» **Given problem**: Please copy the following material line for line, changing nothing.

» **The records**:
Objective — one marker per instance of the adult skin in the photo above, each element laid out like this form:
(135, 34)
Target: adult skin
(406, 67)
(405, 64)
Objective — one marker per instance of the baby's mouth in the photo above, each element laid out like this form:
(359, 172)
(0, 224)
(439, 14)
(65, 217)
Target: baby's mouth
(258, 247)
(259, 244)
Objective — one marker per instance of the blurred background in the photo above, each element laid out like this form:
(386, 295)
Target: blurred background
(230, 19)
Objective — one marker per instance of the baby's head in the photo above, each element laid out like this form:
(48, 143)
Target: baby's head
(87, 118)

» **Task answer**:
Objective — one marker per instance of the adult skin in the photo above, each element laid out like this form:
(135, 34)
Target: adult skin
(406, 67)
(405, 64)
Objective — one marker per instance of the baby's mouth in the photo above, each element laid out like this form:
(359, 172)
(0, 224)
(439, 14)
(65, 217)
Target: baby's mouth
(258, 247)
(259, 244)
Objective — one marker per instance of the blurred background in the photo above, each element laid out like this form:
(386, 295)
Target: blurred background
(230, 19)
Objective — one marker per instance of the baby's head in the photo above, each element laid out like this form:
(48, 143)
Target: baby's head
(87, 118)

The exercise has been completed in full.